# Given request:
Extend the article below on streamlining collections with X1 in RelativityOne, picking up right after its final paragraph.

# Reading text:
****************************************

Filed under Best Practices, collection, Corporations, ESI, Information Access, Preservation & Collection, Uncategorized

How Case Teams Can Streamline Collections with X1 in RelativityOne

Editor’s’ Note: This article originally appeared on The Relativity Blog. It is reprinted here in full with permission. 

by Sam Bock on November 07, 2019

Our September 2019 release for RelativityOne debuted some game-changing functionality in the platform. Collect for RelativityOne enables fast, secure, and defensible collections right within the cloud, allowing RelativityOne users to pull data directly from Microsoft Office 365 without ever leaving the platform or Azure.

One of our developer partners—X1joined up with us on building this functionality, bringing their patented technology into Collect to help simplify traditionally complex workflows.

To get a better picture of just what Collect and X1 Distributed Discovery are capable of now that they’ve teamed up, we sat down with X1 Executive Chairman and Chief Legal Officer John Patzakis. Check out the most impactful takeaways from our conversation, and sign up for X1’s upcoming webinar to learn more.

Sam: What makes collection challenging for today’s legal teams?

John: Traditional e-discovery collection methods consist of either unsupervised custodian self-collection or manual services, driving up costs while increasing risk and disruption to business operations. On the other end of the spectrum, endpoint forensic imaging is burdensome, expensive, and not legally required for civil litigation discovery. Additionally, these manual and disjointed efforts are not technically integrated with Relativity, thus requiring multiple hand-offs, which increases risk, expense, and cumbersome project management efforts.

How does your team think creatively to tackle those challenges in the interest of conducting faster, more defensible collections for your customers?

We tackle collection from the enterprise and also enable significant scalability. X1 Distributed Discovery enables enterprises and their service providers to search, assess, and analyze electronically stored information (ESI) across hundreds or even thousands of custodians, enterprise-wide, where the data resides and before collection, with direct upload into Relativity. Instead of the expensive and disruptive “image then stage then process then load into review workspace” process, X1 Distributed Discovery allows for access to ESI where it sits within hours.

What sorts of variables exist in today’s collection workflows, and how does your team accommodate for those differences?

One of the biggest challenges with modern enterprise ESI collection comes from remote employees who only log into the network intermittently. Most network-enabled collection tools require custodians to be on the domain in order to work. However, X1 is architected to feature SSL security certificates—creating secure tunnels that enable collection from custodians wherever they are, including on WiFi in a Starbucks or on a plane.

Another key challenge is email collection. Traditional workflows often require collecting an entire PST email container or Exchange email account back to a central location for processing, identification, and preservation of potentially responsive email messages. This approach involves the transferring and processing of large files, which takes a lot of time, before even beginning to identify individually responsive email messages. Our solution eliminates the need to transfer entire email containers by allowing the identification and collection of individual messages in place on a custodian’s computer.

How is Collect for RelativityOne built to manage modern collections more effectively?

Collect integrates the X1 Distributed Discovery architecture to leverage patented search technology that indexes Microsoft Office 365 data directly on the laptop, desktop, or file server, allowing e-discovery, investigatory, or forensic professionals to globally query thousands of individual endpoints simultaneously. Individual emails and files can be identified by keyword, dates, and other metadata content without having to first retrieve the entire PST or ZIP across the network.

****************************************

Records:
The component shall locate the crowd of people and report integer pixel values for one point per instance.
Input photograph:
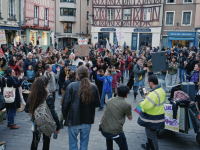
(84, 83)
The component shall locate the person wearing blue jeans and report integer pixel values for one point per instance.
(73, 132)
(113, 119)
(107, 86)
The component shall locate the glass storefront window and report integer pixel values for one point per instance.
(180, 43)
(33, 37)
(44, 36)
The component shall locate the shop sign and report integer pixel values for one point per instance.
(83, 41)
(2, 37)
(181, 34)
(170, 123)
(120, 35)
(142, 30)
(107, 29)
(41, 41)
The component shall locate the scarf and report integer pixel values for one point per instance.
(113, 73)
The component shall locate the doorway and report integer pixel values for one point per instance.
(145, 40)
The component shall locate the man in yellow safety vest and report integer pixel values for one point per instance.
(152, 114)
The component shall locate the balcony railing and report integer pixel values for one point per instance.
(12, 18)
(46, 23)
(36, 21)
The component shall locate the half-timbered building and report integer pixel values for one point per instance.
(140, 20)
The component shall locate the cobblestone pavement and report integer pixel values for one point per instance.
(20, 139)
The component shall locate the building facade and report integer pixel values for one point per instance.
(11, 18)
(140, 21)
(72, 21)
(180, 18)
(39, 20)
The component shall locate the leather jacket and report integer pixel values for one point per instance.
(50, 103)
(75, 112)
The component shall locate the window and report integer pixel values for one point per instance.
(127, 14)
(169, 18)
(87, 15)
(68, 27)
(88, 2)
(87, 28)
(69, 1)
(171, 2)
(147, 13)
(11, 12)
(46, 14)
(186, 18)
(188, 1)
(110, 14)
(67, 12)
(36, 12)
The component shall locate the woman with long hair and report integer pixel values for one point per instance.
(78, 108)
(10, 81)
(14, 64)
(38, 95)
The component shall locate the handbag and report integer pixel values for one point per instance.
(9, 94)
(2, 103)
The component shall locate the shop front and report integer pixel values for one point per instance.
(41, 36)
(181, 39)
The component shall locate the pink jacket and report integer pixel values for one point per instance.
(114, 81)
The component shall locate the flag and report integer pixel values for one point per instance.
(138, 109)
(107, 45)
(1, 52)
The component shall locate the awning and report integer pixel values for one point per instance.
(181, 39)
(10, 28)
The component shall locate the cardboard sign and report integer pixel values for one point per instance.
(170, 123)
(81, 50)
(83, 41)
(2, 37)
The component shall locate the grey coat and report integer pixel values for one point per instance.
(52, 82)
(138, 72)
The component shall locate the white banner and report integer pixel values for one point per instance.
(170, 123)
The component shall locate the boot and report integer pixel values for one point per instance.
(8, 125)
(14, 127)
(61, 124)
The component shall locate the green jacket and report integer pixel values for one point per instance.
(173, 69)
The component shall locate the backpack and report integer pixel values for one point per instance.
(180, 95)
(44, 119)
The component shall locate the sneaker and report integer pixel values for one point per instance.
(100, 109)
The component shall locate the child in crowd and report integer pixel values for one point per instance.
(72, 78)
(30, 74)
(107, 86)
(115, 74)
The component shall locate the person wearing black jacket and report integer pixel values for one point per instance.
(38, 95)
(78, 108)
(181, 68)
(191, 63)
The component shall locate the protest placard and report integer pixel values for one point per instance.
(81, 50)
(2, 37)
(170, 123)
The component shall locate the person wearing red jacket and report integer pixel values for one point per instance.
(14, 64)
(122, 67)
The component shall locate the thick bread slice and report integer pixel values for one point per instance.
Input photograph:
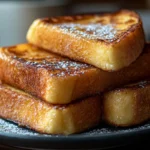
(109, 41)
(127, 106)
(59, 80)
(43, 117)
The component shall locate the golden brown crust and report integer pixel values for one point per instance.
(29, 111)
(105, 41)
(16, 70)
(127, 106)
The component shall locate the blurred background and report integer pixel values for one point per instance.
(17, 15)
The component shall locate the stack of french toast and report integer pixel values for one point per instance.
(77, 72)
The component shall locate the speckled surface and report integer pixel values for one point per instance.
(10, 127)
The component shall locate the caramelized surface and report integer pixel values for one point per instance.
(33, 70)
(108, 27)
(40, 116)
(128, 105)
(102, 40)
(56, 65)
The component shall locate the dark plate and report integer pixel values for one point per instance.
(100, 137)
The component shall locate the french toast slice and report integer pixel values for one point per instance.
(127, 106)
(43, 117)
(109, 41)
(59, 80)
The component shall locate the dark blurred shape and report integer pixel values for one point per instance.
(16, 17)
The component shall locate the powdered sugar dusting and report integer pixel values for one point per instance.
(8, 127)
(94, 31)
(61, 67)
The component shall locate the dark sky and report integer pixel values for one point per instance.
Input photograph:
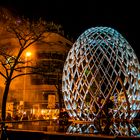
(78, 15)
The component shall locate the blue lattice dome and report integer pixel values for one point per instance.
(101, 76)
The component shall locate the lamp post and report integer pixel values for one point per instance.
(27, 56)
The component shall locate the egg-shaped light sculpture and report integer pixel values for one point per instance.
(101, 77)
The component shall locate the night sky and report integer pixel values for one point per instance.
(78, 15)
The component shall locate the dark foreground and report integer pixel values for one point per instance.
(52, 130)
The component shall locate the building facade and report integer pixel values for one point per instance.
(40, 94)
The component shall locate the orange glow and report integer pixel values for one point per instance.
(28, 54)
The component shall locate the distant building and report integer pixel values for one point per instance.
(39, 93)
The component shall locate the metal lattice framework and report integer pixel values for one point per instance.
(115, 129)
(101, 77)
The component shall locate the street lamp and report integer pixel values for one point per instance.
(27, 56)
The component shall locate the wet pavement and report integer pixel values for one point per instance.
(45, 130)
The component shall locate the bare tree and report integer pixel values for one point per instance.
(26, 33)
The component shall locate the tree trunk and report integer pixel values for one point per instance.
(5, 95)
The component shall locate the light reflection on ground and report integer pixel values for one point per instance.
(110, 129)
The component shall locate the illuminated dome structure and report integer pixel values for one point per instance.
(101, 77)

****************************************

# Task result:
Collecting enterprise ESI can be one of the most daunting parts of the e-discovery process, and X1’s technical integration with RelativityOne seeks to make it less intimidating. The software helps streamline the e-discovery workflow by eliminating expensive and cumbersome processing steps and dramatically increasing speed to review. Collect for RelativityOne provides legal teams with a solution that compresses project timeframes; reduces risk by integrating collection with the rest of Relativity’s suite of features for review and analysis; and creating a repeatable process that helps reduce overall efforts and costs that might otherwise be spent outside of the platform. Additionally, the tight integration between X1’s technology and Relativity provides a unified chain of custody for optimal defensibility.

In short, we’re excited to see how this functionality, built into Relativity’s collection tool, can help revolutionize the current e-discovery process by collapsing the many hand-offs involved in the EDRM into a few short steps manageable by one or two people.

What tips and best practices would you share with a team conducting complex collections? How can they set themselves up for success from the start?

When collecting data, plan your collection criteria carefully. Focus on granular search criteria including file types, data ranges, and other key metadata in addition to detailed Boolean search terms to help your team strategically reduce collection volumes.

Sam Bock is a member of the marketing team at Relativity, and serves as editor of The Relativity Blog.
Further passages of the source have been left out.